» **Exercise requirements**: Extract every line from the entries below that contains the string "faucet". The match is case-sensitive.

» **Task input**:

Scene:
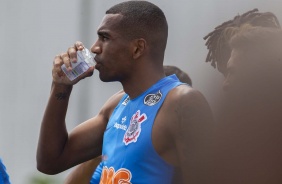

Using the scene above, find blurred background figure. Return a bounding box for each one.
[205,9,282,184]
[0,159,10,184]
[64,65,192,184]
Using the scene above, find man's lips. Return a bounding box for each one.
[94,57,102,70]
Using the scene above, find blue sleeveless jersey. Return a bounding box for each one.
[93,75,182,184]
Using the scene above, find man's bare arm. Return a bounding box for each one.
[64,156,101,184]
[37,42,121,174]
[173,86,214,184]
[37,85,123,174]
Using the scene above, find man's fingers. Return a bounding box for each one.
[53,55,63,66]
[61,53,72,70]
[68,47,77,62]
[74,41,84,50]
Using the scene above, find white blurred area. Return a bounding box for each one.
[0,0,282,184]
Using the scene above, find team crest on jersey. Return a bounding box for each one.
[144,90,163,106]
[121,96,129,106]
[123,110,147,145]
[100,166,132,184]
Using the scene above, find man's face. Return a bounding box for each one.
[91,14,133,82]
[223,49,265,98]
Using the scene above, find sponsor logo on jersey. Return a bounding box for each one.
[123,110,147,145]
[114,116,127,131]
[144,90,162,106]
[100,166,132,184]
[121,96,130,106]
[114,122,127,131]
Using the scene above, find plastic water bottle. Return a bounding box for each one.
[61,48,95,81]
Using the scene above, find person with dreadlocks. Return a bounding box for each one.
[204,9,280,75]
[205,9,282,184]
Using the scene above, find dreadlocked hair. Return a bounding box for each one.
[204,9,281,75]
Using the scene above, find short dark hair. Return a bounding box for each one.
[106,1,168,58]
[164,65,192,86]
[204,9,280,74]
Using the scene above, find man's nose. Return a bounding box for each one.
[91,42,102,54]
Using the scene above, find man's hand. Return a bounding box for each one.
[52,41,94,86]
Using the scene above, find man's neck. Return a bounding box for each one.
[121,67,165,99]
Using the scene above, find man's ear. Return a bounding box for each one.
[132,38,147,60]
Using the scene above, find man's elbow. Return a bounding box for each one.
[36,159,62,175]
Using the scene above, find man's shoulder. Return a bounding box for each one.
[167,85,204,103]
[100,90,125,118]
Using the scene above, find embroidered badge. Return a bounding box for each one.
[121,96,129,106]
[144,90,162,106]
[123,110,147,145]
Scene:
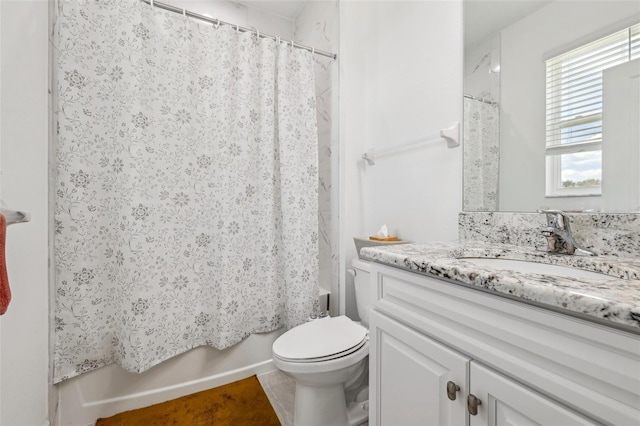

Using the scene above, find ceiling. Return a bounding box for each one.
[464,0,552,46]
[234,0,310,20]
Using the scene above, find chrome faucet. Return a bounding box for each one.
[538,210,596,256]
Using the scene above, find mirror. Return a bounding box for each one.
[463,0,640,213]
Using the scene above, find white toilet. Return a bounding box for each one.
[272,259,371,426]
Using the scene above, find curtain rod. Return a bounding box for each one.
[140,0,338,59]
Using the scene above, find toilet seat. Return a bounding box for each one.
[273,315,368,363]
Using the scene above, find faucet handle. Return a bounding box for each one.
[536,209,571,232]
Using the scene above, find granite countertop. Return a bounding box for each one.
[360,241,640,334]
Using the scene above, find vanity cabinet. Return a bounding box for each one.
[369,264,640,426]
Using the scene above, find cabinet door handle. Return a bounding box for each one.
[447,380,460,401]
[467,394,482,416]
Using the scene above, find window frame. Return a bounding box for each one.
[545,23,640,198]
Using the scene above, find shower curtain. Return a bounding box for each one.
[53,0,318,383]
[463,97,500,211]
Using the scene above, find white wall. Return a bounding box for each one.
[499,0,640,211]
[294,0,340,314]
[0,0,49,426]
[340,1,463,313]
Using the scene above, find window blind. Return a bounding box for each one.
[546,24,640,151]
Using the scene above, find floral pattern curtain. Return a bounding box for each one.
[53,0,318,382]
[463,98,500,211]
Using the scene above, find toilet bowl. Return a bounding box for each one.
[272,259,370,426]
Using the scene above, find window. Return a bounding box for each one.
[545,24,640,197]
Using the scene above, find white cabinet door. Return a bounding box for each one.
[468,361,598,426]
[369,311,469,426]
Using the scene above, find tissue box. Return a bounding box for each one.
[353,237,409,257]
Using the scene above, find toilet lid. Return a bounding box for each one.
[273,315,367,361]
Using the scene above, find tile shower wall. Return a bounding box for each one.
[294,1,339,302]
[458,212,640,257]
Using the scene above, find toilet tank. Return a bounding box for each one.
[351,258,371,327]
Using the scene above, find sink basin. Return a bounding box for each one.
[460,257,615,281]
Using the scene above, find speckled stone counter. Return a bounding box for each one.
[360,241,640,334]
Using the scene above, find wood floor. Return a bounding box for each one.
[258,370,296,426]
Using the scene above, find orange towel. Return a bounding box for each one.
[0,214,11,315]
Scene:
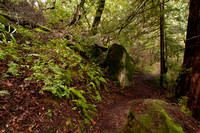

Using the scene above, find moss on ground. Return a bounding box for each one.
[124,99,184,133]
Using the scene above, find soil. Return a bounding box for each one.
[0,64,200,133]
[95,73,164,132]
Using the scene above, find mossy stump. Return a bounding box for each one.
[124,99,184,133]
[104,44,135,88]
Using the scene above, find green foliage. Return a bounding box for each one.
[0,90,10,95]
[7,62,19,76]
[45,109,52,118]
[26,39,107,120]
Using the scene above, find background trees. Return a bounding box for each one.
[177,0,200,119]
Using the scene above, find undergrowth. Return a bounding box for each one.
[0,24,107,130]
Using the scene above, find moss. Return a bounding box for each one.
[0,16,9,25]
[105,44,125,80]
[124,99,184,133]
[125,54,135,81]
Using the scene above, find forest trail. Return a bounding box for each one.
[94,73,162,133]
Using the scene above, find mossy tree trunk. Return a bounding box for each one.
[176,0,200,120]
[91,0,106,35]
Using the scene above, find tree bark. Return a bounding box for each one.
[91,0,105,35]
[69,0,85,26]
[176,0,200,120]
[159,0,166,88]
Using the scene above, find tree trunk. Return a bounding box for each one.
[176,0,200,120]
[91,0,105,35]
[160,0,166,88]
[69,0,85,26]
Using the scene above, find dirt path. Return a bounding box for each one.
[95,74,161,133]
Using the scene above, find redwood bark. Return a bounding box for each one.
[159,0,166,88]
[176,0,200,120]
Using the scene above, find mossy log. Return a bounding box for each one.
[0,12,51,32]
[124,99,184,133]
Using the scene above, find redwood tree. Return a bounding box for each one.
[177,0,200,120]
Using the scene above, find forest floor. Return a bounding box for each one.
[0,65,200,133]
[95,73,165,132]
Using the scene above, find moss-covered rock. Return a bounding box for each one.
[104,44,135,88]
[124,99,184,133]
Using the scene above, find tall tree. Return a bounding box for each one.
[159,0,166,87]
[91,0,106,35]
[176,0,200,120]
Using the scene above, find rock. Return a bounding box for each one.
[103,44,135,88]
[124,99,184,133]
[89,44,108,65]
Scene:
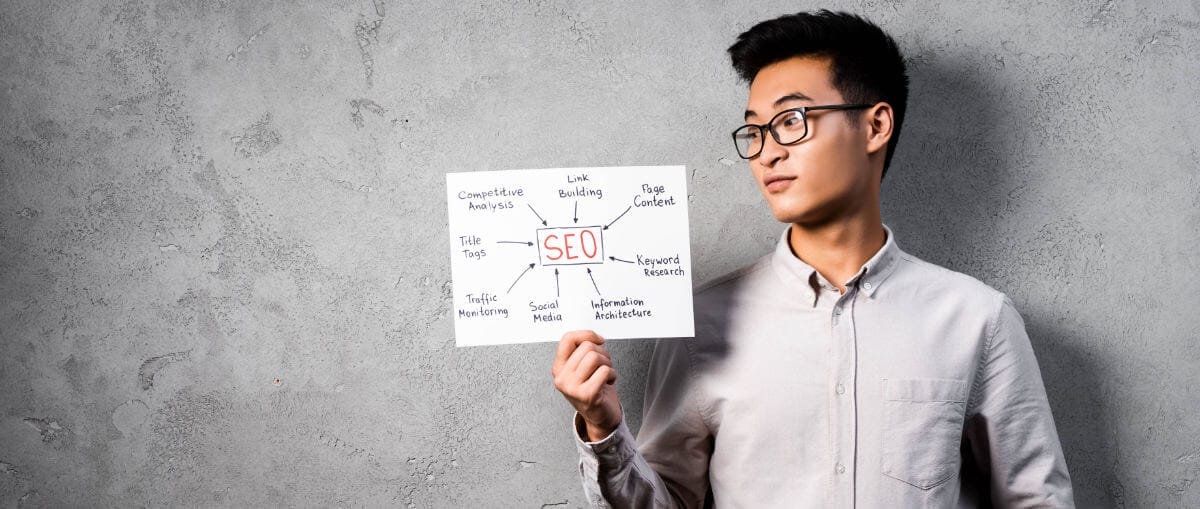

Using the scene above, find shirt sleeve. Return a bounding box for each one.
[966,295,1075,508]
[575,340,713,508]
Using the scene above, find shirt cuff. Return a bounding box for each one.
[574,412,636,466]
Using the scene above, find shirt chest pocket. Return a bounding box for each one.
[882,378,967,490]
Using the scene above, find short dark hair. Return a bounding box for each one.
[728,10,908,179]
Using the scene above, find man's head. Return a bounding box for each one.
[728,11,908,222]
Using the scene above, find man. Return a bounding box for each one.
[552,11,1074,508]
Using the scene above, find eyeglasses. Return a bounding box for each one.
[733,104,875,158]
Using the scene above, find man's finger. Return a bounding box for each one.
[554,330,604,367]
[563,342,611,373]
[569,352,612,383]
[580,366,617,394]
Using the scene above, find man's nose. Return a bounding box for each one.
[758,133,787,168]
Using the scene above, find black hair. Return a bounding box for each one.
[728,10,908,179]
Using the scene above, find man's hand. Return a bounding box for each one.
[550,330,622,442]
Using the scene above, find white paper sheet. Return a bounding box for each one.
[446,166,694,347]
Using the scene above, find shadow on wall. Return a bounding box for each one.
[883,54,1124,507]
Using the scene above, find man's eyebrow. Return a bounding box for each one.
[745,92,812,119]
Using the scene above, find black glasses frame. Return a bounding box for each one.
[731,103,875,158]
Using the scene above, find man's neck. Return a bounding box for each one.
[788,214,887,293]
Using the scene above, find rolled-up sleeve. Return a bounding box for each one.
[966,295,1075,508]
[574,340,713,508]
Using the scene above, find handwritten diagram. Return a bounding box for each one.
[446,166,694,346]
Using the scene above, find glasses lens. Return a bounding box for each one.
[770,110,808,145]
[733,126,762,158]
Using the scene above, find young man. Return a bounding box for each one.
[552,11,1074,508]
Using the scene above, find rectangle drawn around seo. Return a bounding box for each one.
[446,166,695,347]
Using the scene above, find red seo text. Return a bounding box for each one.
[538,226,604,265]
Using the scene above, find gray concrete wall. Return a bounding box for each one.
[0,0,1200,507]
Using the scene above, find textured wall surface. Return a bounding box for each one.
[0,0,1200,508]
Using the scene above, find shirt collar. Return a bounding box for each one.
[772,224,901,306]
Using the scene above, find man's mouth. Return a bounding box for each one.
[762,174,796,193]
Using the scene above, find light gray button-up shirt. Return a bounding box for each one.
[575,226,1074,508]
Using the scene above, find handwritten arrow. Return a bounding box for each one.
[604,205,634,229]
[588,267,600,295]
[526,203,546,226]
[505,263,534,294]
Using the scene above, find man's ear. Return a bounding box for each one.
[865,102,894,155]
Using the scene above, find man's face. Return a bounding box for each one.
[746,58,878,224]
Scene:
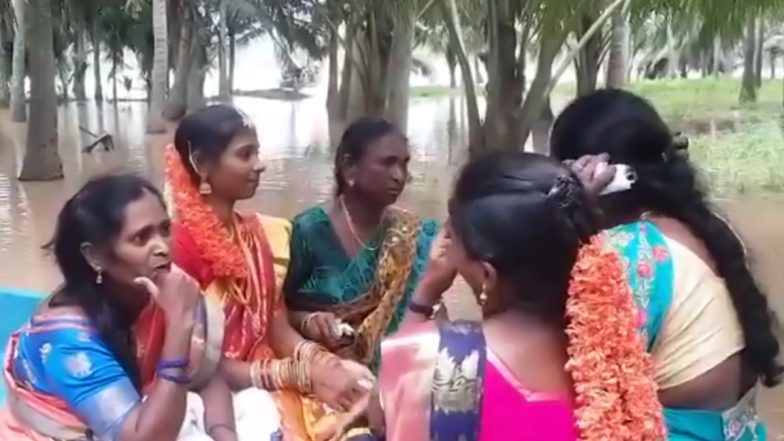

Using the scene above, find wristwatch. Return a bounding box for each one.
[408,301,435,318]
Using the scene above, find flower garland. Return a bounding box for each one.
[566,236,665,441]
[164,145,248,279]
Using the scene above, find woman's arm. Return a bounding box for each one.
[199,366,237,441]
[118,314,194,441]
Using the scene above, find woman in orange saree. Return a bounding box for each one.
[166,106,372,441]
[0,176,237,441]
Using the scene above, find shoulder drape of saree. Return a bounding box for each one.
[0,333,87,440]
[0,299,224,440]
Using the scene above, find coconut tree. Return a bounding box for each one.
[19,0,63,181]
[605,5,629,89]
[147,0,169,133]
[0,0,14,109]
[11,0,27,122]
[218,0,231,100]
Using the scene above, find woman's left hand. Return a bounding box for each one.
[564,153,615,198]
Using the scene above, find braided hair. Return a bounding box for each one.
[550,90,784,387]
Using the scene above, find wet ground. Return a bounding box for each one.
[0,97,784,434]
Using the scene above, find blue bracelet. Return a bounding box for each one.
[157,371,191,385]
[155,358,191,371]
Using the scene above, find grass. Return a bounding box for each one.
[555,78,784,197]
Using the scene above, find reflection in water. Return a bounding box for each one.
[0,97,784,433]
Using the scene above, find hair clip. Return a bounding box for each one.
[547,175,581,208]
[235,108,256,129]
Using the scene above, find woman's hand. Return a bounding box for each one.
[310,356,375,412]
[413,226,457,306]
[135,266,201,323]
[300,312,341,350]
[564,153,615,198]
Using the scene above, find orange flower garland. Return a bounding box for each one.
[566,237,665,441]
[164,145,248,280]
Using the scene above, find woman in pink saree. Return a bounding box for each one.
[371,152,665,441]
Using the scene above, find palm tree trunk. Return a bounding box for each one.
[667,23,680,78]
[229,32,237,94]
[163,0,194,121]
[19,0,63,181]
[606,10,629,89]
[0,31,11,109]
[11,0,27,122]
[73,19,87,101]
[754,18,765,88]
[386,10,416,133]
[187,41,207,112]
[90,20,103,101]
[740,17,757,103]
[147,0,169,133]
[218,0,231,100]
[441,0,486,155]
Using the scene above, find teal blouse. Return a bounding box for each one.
[283,206,438,334]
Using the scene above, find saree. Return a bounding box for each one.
[379,321,577,441]
[283,206,438,365]
[173,215,346,441]
[0,300,223,441]
[607,221,766,441]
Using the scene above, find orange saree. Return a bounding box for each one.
[174,216,337,441]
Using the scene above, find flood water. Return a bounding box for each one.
[0,98,784,434]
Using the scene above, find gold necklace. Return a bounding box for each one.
[339,196,378,251]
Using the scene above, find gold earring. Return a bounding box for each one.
[199,178,212,196]
[479,283,487,308]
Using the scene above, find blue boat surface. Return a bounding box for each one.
[0,287,44,404]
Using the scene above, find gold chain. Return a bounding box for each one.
[339,196,378,251]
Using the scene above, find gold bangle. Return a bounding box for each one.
[250,361,264,389]
[299,312,318,335]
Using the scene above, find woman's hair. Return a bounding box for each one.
[46,174,163,390]
[449,153,598,324]
[335,117,406,195]
[551,90,784,386]
[449,152,664,441]
[174,104,252,182]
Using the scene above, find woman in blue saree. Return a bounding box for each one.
[283,118,438,365]
[0,175,237,441]
[551,90,784,441]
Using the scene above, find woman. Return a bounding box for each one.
[166,106,372,440]
[283,118,438,365]
[551,90,783,441]
[0,175,237,441]
[380,152,664,441]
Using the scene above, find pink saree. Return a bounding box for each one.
[380,322,577,441]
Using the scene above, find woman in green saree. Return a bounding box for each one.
[283,118,438,365]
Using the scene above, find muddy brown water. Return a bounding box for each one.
[0,98,784,434]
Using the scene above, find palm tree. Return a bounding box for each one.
[19,0,63,181]
[11,0,27,122]
[147,0,169,133]
[0,0,14,109]
[740,16,757,103]
[606,6,629,89]
[218,0,231,99]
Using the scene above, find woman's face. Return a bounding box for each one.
[346,133,411,206]
[207,128,264,202]
[86,191,171,285]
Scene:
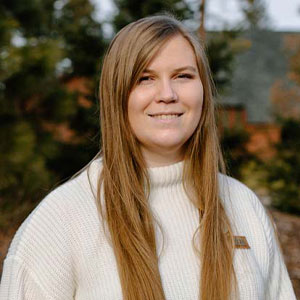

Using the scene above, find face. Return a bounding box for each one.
[128,35,203,166]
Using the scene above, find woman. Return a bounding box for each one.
[0,16,295,300]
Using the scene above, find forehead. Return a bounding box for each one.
[147,35,197,69]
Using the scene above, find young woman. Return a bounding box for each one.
[0,16,295,300]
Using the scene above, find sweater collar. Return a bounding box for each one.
[147,161,184,187]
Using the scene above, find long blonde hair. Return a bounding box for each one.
[97,16,234,300]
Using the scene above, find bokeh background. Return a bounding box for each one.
[0,0,300,299]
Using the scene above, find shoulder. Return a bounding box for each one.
[219,174,265,218]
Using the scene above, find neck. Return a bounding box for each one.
[141,147,184,168]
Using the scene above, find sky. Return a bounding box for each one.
[92,0,300,31]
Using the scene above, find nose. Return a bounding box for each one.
[157,79,178,103]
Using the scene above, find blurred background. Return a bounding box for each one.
[0,0,300,299]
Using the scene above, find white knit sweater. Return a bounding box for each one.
[0,160,296,300]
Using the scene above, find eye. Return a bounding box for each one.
[177,73,194,79]
[138,76,152,83]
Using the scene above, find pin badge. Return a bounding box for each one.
[234,236,250,249]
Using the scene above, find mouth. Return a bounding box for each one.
[148,113,183,120]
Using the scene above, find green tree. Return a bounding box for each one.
[221,128,258,179]
[0,0,104,227]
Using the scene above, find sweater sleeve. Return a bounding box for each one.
[0,192,75,300]
[0,257,51,300]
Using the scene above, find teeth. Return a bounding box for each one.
[152,115,179,120]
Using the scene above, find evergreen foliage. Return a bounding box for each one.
[267,119,300,214]
[0,0,105,227]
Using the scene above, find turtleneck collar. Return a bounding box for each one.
[147,161,184,187]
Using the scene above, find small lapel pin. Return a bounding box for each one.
[234,236,250,249]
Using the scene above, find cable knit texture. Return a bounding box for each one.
[0,160,296,300]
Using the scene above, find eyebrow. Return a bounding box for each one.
[143,66,198,73]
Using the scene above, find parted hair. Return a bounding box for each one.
[97,15,235,300]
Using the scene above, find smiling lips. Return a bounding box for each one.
[148,112,183,120]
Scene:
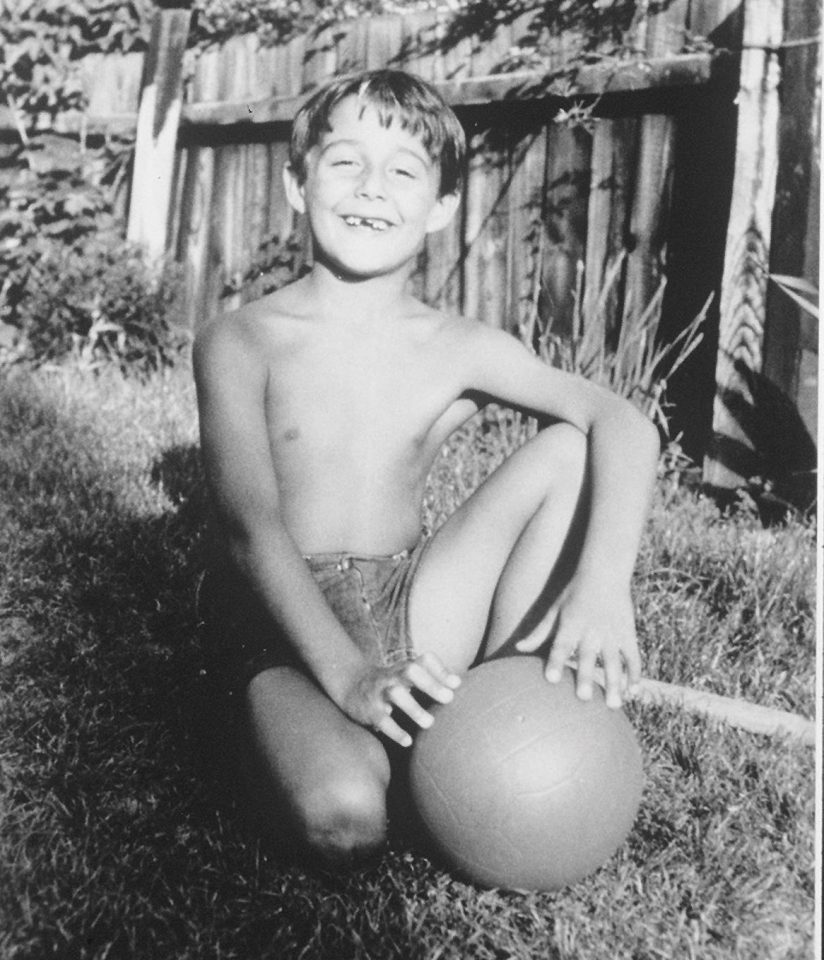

» **The solution**:
Using the scene above, find chrome faucet. Return a bounding box for each one.
Using the scene above, find faucet handle. Return a bounding box for each one.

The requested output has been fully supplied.